JOB — Substitute "locator" for every occurrence of "detector" in the records below, and give the records again with nothing else changed.

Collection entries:
· · · ·

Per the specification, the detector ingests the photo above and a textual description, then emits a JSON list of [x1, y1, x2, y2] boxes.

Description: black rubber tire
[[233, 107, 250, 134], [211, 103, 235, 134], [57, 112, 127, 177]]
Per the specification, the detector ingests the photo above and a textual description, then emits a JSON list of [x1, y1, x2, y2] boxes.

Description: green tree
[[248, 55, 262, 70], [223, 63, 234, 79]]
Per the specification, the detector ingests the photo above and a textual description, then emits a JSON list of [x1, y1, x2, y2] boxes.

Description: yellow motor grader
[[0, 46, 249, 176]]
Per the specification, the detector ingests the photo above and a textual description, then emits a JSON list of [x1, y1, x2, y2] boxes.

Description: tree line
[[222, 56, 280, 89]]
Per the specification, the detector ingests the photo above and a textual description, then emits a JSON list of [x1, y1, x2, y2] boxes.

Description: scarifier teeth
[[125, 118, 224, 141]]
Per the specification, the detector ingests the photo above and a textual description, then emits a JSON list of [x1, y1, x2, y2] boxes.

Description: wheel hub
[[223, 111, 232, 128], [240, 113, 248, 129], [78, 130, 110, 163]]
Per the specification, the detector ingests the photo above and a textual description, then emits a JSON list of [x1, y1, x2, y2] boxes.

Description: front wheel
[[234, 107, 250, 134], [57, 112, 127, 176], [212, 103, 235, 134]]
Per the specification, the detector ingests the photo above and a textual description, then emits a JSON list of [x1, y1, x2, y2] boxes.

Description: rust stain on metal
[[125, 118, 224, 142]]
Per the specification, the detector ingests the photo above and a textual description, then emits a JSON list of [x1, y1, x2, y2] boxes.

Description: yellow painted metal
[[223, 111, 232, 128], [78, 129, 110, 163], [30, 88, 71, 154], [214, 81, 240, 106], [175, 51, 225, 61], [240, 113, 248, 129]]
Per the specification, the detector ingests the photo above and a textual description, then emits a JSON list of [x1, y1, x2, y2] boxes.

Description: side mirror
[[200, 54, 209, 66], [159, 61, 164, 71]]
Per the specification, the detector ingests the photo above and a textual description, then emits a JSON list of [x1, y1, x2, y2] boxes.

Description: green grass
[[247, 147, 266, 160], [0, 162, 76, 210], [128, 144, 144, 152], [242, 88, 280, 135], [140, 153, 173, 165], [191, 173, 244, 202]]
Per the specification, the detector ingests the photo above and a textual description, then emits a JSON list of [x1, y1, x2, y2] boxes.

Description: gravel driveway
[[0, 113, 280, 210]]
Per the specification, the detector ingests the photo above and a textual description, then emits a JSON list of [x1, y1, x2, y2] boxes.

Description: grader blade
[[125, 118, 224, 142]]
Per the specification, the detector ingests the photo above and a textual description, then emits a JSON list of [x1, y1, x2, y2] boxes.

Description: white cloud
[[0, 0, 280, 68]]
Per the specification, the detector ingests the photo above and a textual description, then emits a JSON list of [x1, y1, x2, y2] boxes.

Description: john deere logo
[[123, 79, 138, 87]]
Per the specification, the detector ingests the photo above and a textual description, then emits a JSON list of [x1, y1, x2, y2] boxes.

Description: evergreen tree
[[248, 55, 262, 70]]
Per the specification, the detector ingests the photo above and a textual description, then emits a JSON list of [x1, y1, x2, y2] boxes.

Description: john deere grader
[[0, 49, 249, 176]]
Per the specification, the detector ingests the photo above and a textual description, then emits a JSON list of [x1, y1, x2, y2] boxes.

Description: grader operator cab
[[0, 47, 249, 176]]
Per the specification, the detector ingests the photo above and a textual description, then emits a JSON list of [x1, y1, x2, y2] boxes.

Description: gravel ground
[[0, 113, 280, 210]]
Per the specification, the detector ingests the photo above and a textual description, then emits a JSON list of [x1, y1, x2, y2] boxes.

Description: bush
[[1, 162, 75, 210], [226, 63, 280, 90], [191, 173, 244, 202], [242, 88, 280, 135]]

· · · ·

RESULT OF THIS TASK —
Per the specification, the locator ingests the photo above and a textual description, then emits a JSON list of [x1, y1, x2, y2] boxes.

Description: black rubber tire
[[233, 107, 250, 134], [211, 103, 235, 134], [57, 112, 127, 177]]
Per the specification, the locator ingests the photo above and a textual description, then emits a JSON list of [x1, y1, x2, y2] boxes.

Description: green tree
[[248, 55, 262, 70], [223, 63, 234, 79]]
Per the specification, the locator ingests the photo above and a textual description, then emits a JSON list of [x1, y1, x2, y2] boxes.

Description: yellow motor grader
[[0, 46, 249, 176]]
Per the specification, the locator ingests the photo above and a textual description, then emits a JSON list of [x1, y1, x2, y2] boxes.

Description: tree line
[[222, 56, 280, 89]]
Per the specification, the locator ingests the photo above and a textual description, then emits a JSON list of [x1, y1, x2, y2] boxes.

Description: scarifier teeth
[[125, 118, 224, 141]]
Per the specification, the locator ingests the photo above and a textual description, then emits a JSON list of [x1, y1, x2, y2] boxes.

Description: wheel hub
[[223, 111, 232, 128], [240, 113, 248, 129], [78, 130, 110, 163]]
Per the specification, the locator ingests the photo above and a textual description, then emits a JSON list of [x1, y1, x2, y2] boxes.

Description: front wheel
[[234, 107, 250, 134], [57, 112, 127, 176], [212, 103, 235, 134]]
Per the specification, the locator ingests the photo above and a textual description, then emits a JSON list of [x1, y1, x2, y2] boxes.

Description: rust stain on metal
[[125, 118, 224, 142]]
Per the specification, the locator ingests the photo above and a textual description, then emits a JSON list of [x1, y1, x2, y2] boxes.

Description: yellow painted metal
[[223, 111, 232, 128], [78, 129, 110, 163], [30, 88, 71, 154], [214, 81, 240, 106], [175, 51, 225, 61], [240, 113, 248, 129]]
Per the specification, the locator ingests the photo above and a textual description, then emits a JSON list of [x1, y1, x2, y2] boxes.

Description: side mirror
[[200, 54, 209, 66], [159, 61, 164, 71]]
Per the specification, the locator ingests the photo above and a textual description, then emits a JSON list of [x1, y1, x2, y2] boxes.

Description: green grass
[[247, 147, 266, 160], [0, 162, 76, 210], [128, 144, 144, 152], [242, 88, 280, 135], [140, 153, 173, 165], [191, 173, 244, 202]]
Per the specification, the locator ingests the photo above and a textual description, then emits a JSON list of [x1, y1, x2, y2] boxes.

Description: gravel driveway
[[0, 113, 280, 210]]
Per the specification, the locator ingests the photo above and a textual description, then emits a JSON list of [x1, y1, x2, y2] boxes.

Description: grader blade
[[125, 118, 224, 142]]
Per the specification, the locator ingests the photo above and a textual description, then emits a JSON list of [x1, y1, x2, y2] boxes.

Description: white cloud
[[0, 0, 280, 68]]
Per the specification, the locator ingests the photo above and a textual description, then emits a JSON list of [x1, y1, x2, y2] boxes.

Description: john deere logo
[[123, 79, 138, 87]]
Per the specification, the locator ingests the photo above and a textual description, then emits a JSON list of [x1, y1, x2, y2] boxes.

Description: evergreen tree
[[248, 55, 262, 70]]
Per the specification, the locator ingests the photo above and a textual description, then emits a JSON list of [x1, y1, x2, y2] boxes.

Description: john deere grader
[[0, 49, 249, 176]]
Per the specification, the locator ingests the photo above and a textual description, then emits a JSON list of [x1, y1, x2, y2] boxes.

Description: grader operator cab
[[0, 47, 249, 176]]
Per the specification, the locator ingests the photo above and a textual description, then emits a JSON list of [x1, y1, x2, y2] boxes.

Description: gravel ground
[[0, 113, 280, 210]]
Per the specification, the locator ingests the photo above and a textual description, then emits a JSON list of [x1, y1, x2, y2] boxes.

Description: bush
[[1, 162, 75, 210], [226, 63, 280, 90], [191, 173, 244, 202], [242, 88, 280, 135]]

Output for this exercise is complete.